Collection entries

%%

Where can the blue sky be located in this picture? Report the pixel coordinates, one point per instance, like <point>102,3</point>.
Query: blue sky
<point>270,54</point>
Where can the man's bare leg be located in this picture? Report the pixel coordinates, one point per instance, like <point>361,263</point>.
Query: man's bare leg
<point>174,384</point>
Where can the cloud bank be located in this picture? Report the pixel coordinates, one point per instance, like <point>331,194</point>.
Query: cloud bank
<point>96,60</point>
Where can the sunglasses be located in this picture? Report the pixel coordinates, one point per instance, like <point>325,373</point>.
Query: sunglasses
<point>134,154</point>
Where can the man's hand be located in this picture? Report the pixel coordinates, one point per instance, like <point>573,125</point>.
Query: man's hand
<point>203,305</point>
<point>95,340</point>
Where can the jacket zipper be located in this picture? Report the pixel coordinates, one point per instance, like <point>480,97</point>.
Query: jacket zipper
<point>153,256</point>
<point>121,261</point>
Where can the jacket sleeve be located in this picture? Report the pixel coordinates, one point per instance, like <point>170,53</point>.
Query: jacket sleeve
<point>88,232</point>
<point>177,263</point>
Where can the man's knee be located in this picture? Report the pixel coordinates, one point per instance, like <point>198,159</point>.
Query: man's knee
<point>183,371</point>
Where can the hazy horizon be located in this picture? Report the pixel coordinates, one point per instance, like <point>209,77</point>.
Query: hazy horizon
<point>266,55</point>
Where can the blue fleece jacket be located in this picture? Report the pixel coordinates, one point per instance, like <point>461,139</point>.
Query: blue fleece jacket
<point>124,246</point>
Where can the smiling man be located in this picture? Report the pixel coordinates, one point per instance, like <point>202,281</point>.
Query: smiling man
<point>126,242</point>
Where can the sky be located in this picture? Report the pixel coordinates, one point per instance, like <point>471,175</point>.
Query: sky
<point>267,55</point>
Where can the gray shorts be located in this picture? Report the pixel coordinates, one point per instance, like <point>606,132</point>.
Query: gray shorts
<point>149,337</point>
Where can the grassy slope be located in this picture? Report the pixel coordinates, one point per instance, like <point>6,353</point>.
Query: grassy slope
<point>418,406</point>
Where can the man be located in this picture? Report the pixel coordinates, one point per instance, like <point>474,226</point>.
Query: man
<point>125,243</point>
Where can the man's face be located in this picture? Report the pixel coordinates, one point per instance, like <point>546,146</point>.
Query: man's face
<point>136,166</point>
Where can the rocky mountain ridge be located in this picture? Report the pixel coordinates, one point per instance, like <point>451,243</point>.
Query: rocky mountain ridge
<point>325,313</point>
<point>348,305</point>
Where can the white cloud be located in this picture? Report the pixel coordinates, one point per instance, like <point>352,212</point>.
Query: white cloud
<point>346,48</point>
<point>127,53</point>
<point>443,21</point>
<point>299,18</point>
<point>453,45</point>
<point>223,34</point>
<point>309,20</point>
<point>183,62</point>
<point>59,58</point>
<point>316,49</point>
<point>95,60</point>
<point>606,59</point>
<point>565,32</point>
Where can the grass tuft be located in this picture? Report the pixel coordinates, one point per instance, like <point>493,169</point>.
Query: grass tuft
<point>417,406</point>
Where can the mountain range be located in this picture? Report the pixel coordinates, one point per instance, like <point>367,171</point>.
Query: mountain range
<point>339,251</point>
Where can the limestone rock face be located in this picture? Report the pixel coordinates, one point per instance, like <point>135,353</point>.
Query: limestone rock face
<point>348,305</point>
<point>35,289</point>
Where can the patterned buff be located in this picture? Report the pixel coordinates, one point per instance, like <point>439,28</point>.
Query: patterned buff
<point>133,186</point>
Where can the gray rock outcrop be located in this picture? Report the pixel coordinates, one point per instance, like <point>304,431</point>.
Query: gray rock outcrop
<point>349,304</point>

%%

— PROBLEM TO WORK ON —
Reproduce verbatim the lines of the material above, beginning with the line that contains "Where can the jacket sleeve" and ending with the line that contains "<point>267,55</point>", both included.

— WRITTEN SOLUTION —
Where can the jacket sleeve be located in this picture? Report the pixel coordinates, one point per instance, like <point>170,53</point>.
Query: jacket sleeve
<point>88,232</point>
<point>177,263</point>
Where can the man's knee be located in this picture? Report the pixel coordinates, one point per instance, like <point>198,159</point>.
Query: man's knee
<point>183,371</point>
Where can the hazy horizon be located in this picture? Report the pixel coordinates, one point per instance, like <point>209,77</point>.
Query: hazy horizon
<point>266,55</point>
Where can the blue fleece jacket be located in this picture? Report the pixel coordinates, one point per instance, like <point>461,139</point>.
Query: blue fleece jacket
<point>124,246</point>
Where can the smiling man be located in this picture? Report the pixel coordinates, one point per instance, like <point>202,281</point>.
Query: smiling man
<point>126,242</point>
Where can the sky be located in this picture? Report the pixel coordinates, one point per instance, like <point>471,175</point>.
Query: sky
<point>267,55</point>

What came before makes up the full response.